Copy only the lines between the one containing "Can you find the sign" and the end of the records, both included, leaving out pictures.

EXERCISE INPUTS:
^^^^

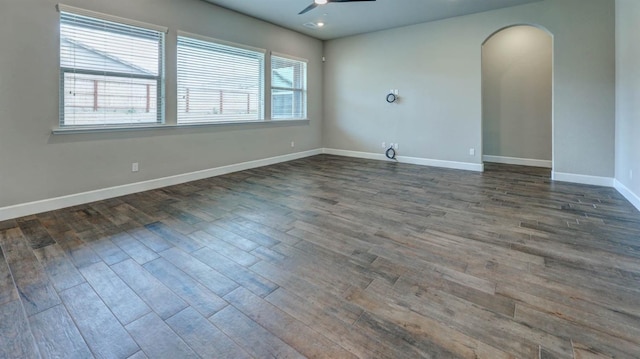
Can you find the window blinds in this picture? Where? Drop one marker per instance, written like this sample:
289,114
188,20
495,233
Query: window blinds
218,81
288,88
111,73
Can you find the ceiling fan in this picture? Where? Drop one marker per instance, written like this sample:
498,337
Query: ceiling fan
322,2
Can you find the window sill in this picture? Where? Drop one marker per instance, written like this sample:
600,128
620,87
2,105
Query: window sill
90,129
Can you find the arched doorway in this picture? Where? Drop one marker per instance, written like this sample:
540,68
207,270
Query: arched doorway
517,97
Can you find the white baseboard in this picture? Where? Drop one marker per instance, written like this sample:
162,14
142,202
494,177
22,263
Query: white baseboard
477,167
582,179
628,194
26,209
517,161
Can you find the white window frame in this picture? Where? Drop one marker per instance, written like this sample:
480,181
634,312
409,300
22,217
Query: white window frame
302,90
159,78
219,47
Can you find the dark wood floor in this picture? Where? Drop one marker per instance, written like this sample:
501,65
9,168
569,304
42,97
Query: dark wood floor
329,257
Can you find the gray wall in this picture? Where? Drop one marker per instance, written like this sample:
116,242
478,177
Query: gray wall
628,94
437,69
516,93
34,164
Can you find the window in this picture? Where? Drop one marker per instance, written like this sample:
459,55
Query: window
218,81
111,70
288,88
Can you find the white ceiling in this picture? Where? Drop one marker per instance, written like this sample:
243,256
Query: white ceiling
344,19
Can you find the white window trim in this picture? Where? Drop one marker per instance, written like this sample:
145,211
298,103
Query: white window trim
305,90
221,42
112,18
264,94
125,21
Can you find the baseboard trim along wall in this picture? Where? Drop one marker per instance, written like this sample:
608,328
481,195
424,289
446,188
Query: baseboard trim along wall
26,209
477,167
628,194
517,161
582,179
51,204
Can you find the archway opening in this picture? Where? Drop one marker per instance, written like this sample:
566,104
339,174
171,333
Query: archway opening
517,97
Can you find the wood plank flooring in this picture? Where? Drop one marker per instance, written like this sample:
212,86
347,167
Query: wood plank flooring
329,257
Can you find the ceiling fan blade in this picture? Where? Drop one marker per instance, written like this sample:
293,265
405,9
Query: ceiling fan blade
308,8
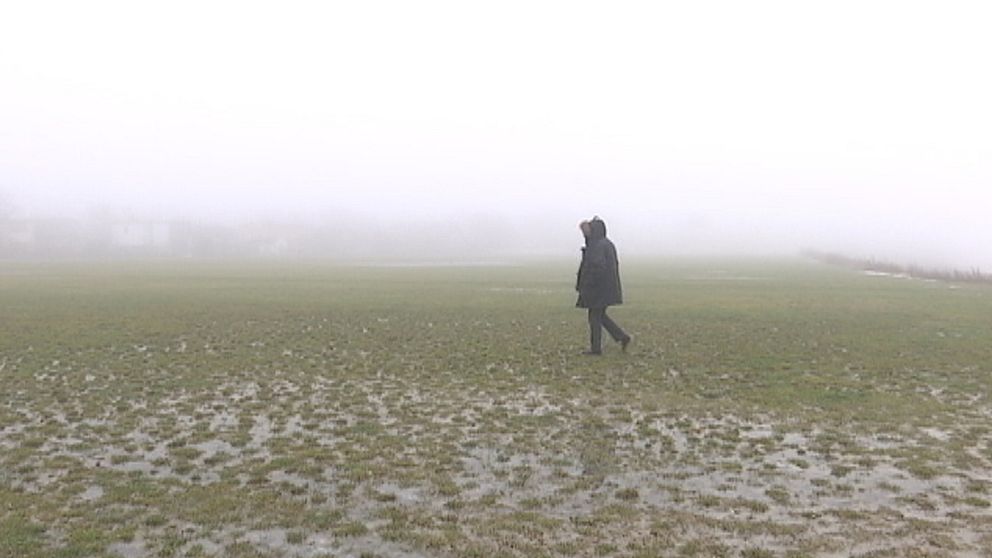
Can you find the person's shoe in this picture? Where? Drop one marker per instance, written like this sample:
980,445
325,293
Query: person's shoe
624,343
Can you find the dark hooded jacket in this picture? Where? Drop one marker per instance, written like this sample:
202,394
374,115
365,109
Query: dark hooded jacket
598,279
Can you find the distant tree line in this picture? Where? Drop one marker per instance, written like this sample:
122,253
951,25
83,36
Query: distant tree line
974,275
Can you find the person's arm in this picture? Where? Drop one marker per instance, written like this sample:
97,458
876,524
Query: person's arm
578,274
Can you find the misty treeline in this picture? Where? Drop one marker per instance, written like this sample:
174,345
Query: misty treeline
879,266
104,234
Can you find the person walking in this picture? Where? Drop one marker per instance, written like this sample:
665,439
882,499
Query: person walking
598,285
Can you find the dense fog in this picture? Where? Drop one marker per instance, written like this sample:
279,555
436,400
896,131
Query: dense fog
451,130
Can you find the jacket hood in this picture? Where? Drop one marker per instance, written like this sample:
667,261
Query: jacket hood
597,228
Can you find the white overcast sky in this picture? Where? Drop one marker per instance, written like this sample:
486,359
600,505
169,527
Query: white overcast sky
736,126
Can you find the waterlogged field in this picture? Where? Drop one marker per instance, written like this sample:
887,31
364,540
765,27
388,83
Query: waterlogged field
764,409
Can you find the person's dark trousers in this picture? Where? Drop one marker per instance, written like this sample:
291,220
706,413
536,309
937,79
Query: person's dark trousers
597,321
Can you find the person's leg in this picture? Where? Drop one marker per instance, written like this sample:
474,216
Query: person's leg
596,330
615,331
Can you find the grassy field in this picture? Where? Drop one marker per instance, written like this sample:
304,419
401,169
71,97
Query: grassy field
764,409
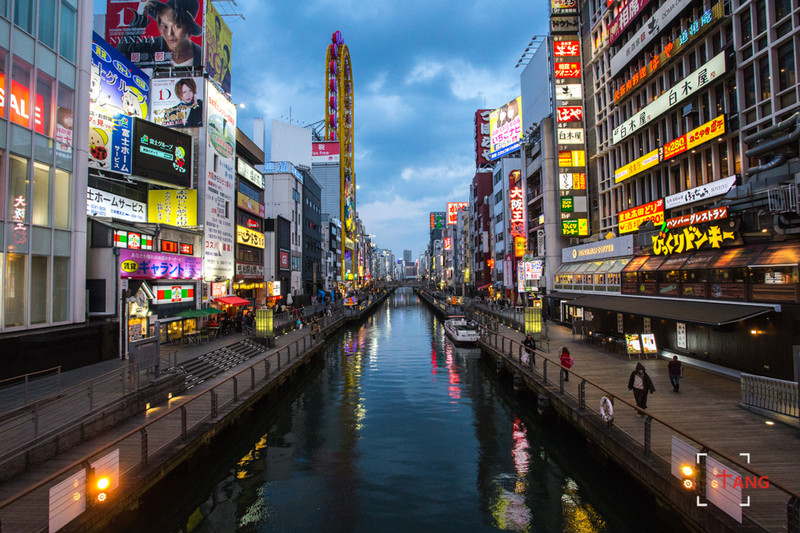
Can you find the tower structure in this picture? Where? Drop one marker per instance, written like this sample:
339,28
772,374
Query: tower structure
339,127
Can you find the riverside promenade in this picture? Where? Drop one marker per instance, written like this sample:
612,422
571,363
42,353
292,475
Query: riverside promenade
139,451
705,415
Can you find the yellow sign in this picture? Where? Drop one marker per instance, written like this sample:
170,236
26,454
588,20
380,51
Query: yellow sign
173,207
249,237
640,165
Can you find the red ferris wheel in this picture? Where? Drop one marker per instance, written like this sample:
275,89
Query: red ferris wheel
339,127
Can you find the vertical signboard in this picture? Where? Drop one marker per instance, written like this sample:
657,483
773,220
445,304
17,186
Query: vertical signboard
570,135
220,187
483,142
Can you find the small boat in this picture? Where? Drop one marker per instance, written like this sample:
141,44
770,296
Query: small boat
461,330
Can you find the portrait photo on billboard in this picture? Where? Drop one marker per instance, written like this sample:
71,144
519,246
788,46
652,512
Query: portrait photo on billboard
178,102
155,33
218,49
162,154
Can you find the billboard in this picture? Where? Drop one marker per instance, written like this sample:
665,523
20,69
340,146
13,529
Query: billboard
505,126
218,48
132,27
452,211
178,102
483,143
118,91
162,154
173,207
685,88
220,185
325,152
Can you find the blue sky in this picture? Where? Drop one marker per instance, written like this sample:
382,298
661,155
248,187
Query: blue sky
420,70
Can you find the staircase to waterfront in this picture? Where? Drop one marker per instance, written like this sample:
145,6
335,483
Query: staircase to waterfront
211,364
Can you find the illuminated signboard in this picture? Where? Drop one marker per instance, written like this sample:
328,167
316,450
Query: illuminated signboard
698,79
627,14
452,211
703,192
505,126
173,207
249,237
640,165
631,219
660,20
691,238
162,154
709,215
695,29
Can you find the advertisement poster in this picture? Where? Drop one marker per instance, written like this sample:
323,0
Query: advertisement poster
132,27
505,125
218,48
178,102
118,91
220,186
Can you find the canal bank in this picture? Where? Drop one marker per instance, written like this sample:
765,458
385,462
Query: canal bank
704,416
137,453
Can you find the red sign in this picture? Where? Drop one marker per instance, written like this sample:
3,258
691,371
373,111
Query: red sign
452,211
169,246
568,70
698,218
483,142
573,113
566,48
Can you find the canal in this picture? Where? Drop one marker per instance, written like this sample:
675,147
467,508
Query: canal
395,429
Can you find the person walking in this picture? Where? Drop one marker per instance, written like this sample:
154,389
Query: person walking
530,346
566,363
675,369
641,384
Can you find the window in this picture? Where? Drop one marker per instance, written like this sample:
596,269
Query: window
67,37
786,77
47,22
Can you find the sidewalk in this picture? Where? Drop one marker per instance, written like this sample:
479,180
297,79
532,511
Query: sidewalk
706,408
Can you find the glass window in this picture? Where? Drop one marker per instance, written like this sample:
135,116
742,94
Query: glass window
68,36
43,112
40,204
40,293
15,308
47,22
61,190
23,15
60,289
786,77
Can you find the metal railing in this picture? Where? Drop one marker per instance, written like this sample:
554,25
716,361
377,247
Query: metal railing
769,394
183,418
775,508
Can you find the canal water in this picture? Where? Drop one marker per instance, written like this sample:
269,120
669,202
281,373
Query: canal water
396,429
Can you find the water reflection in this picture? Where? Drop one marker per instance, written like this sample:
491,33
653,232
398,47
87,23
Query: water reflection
385,437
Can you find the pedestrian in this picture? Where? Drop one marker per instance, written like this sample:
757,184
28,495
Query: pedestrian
530,346
566,363
641,384
675,369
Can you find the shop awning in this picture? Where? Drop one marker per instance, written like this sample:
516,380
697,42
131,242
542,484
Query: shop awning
708,313
232,300
779,254
737,257
634,264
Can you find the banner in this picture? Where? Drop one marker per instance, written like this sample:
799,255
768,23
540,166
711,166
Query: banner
178,102
218,48
132,27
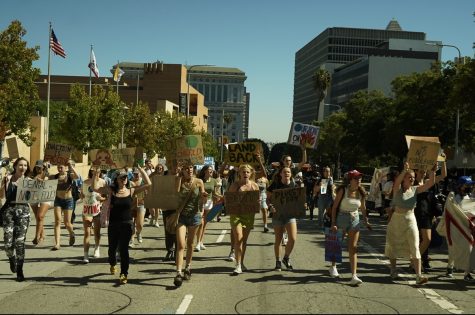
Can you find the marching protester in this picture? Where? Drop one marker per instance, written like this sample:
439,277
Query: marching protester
15,217
213,191
424,212
280,221
91,214
121,225
189,218
40,172
63,203
323,193
402,235
463,189
242,224
349,200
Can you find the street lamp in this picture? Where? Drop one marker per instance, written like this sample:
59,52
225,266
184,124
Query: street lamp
188,70
457,122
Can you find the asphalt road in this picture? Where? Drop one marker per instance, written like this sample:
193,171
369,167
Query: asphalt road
58,282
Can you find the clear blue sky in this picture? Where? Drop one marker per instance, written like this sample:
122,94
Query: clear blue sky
260,37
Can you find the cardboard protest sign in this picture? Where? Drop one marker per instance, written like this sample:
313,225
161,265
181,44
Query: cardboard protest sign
303,134
423,154
57,153
289,202
163,193
242,202
115,158
333,241
243,153
34,191
440,158
185,149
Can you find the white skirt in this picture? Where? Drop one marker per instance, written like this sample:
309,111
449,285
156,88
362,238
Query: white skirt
402,236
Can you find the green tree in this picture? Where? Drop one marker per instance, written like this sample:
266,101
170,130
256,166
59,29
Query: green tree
18,92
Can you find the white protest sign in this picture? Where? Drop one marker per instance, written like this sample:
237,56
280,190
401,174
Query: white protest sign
34,191
303,134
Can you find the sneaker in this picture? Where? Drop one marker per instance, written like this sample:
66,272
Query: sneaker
178,280
97,254
287,263
421,280
123,279
114,270
355,281
238,270
468,278
334,272
72,239
187,274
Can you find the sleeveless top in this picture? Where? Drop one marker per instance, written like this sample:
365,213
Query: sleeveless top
193,205
348,204
92,206
406,200
120,209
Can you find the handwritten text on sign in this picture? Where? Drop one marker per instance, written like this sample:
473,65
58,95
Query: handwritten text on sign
244,153
35,191
290,202
242,202
58,154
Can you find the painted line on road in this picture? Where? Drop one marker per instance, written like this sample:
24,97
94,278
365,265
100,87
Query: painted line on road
221,237
184,304
428,293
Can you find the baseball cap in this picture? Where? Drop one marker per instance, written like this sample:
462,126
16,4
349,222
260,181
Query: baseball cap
465,180
354,174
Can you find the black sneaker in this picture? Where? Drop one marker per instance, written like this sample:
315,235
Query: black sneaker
178,280
187,275
287,263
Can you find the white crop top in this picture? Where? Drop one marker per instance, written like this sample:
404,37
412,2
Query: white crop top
349,204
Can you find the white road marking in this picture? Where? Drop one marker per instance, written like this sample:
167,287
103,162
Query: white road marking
428,293
221,237
184,304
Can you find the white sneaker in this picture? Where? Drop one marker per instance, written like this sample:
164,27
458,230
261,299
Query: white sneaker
238,270
355,280
333,272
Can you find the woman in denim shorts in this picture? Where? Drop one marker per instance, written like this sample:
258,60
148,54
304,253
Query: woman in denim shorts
348,201
189,220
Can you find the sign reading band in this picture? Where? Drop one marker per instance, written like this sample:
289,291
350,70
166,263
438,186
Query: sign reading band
289,202
242,202
34,191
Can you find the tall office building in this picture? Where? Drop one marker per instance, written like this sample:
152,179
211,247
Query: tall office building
225,94
332,48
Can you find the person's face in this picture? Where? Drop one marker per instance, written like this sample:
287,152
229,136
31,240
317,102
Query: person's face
21,167
286,173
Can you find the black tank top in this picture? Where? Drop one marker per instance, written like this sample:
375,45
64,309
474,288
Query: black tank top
121,209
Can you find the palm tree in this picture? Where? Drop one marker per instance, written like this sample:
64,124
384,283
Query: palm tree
321,82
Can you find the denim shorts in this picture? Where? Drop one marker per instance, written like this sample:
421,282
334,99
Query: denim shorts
188,221
64,204
282,221
348,221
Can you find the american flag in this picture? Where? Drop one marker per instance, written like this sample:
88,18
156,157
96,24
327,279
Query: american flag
56,45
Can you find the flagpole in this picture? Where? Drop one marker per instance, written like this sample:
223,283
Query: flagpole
90,72
49,86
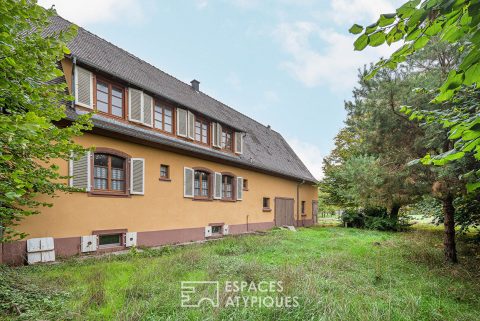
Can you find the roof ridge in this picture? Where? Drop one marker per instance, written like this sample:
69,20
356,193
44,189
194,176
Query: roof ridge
166,73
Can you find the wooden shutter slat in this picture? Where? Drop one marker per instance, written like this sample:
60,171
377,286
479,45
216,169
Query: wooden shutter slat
188,181
238,142
137,176
79,170
134,105
217,186
83,87
147,110
182,122
191,125
239,188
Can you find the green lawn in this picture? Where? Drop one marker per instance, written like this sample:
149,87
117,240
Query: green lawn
335,273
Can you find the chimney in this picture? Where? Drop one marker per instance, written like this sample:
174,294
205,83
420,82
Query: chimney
195,85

^^^^

ANSWER BELOW:
Can you find the sign reading band in this picture? Where? Drop one marker per instance, written like this sample:
289,291
350,70
166,263
438,186
Query: sign reading band
289,202
242,202
34,191
Can you find the tall office building in this picture? Where? Drop one marker per instance, written like this sample:
152,179
211,247
Query: tall office building
225,94
332,48
Can you find the person's face in this picture? Where? Drop one marker per instance, written like this sample:
287,152
229,136
31,240
317,102
Query: person's face
21,167
286,173
Can you find the black tank top in this picture? Where? Drop one marker per instance, written like this sample:
375,45
64,309
474,288
Query: black tank top
121,209
Can you find the palm tree in this picture? Where? Drop one marker per instance, written like this sample:
64,124
384,283
Query: palm tree
321,82
Can you find the denim shorts in this picture? Where? Drop one marker per instance, written like this sample:
421,282
334,99
Query: denim shorts
188,221
64,204
282,221
348,221
Can you find the american flag in this picture? Where? Drop one marker per instance, written like this sample:
88,18
156,157
96,24
327,279
Query: american flag
56,45
Can you find the flagpole in this picture? Where? Drop one marker per instance, written like this sample:
223,283
Query: flagpole
90,72
49,86
Can you find the roof ridge in this picture? Where? Drop one marker per instance, written like this sample:
69,20
356,193
44,189
194,176
Query: roof ridge
166,73
Can you find the wooden shutter slat in this picture? Where? Drop one marker per instance, written like this sample:
60,171
377,286
479,45
216,169
Query: wooden shutter slat
188,181
238,142
137,176
79,170
134,105
217,186
83,87
147,110
182,122
191,125
239,188
Can you find the green lawn in this picture? Where? Drop one marker per instance, written like this sample:
149,87
117,240
Query: green lawn
335,273
Can you find the chimney in this picture? Where? Drop one marker per instance, written like this sample:
174,294
205,83
420,82
Query: chimney
195,85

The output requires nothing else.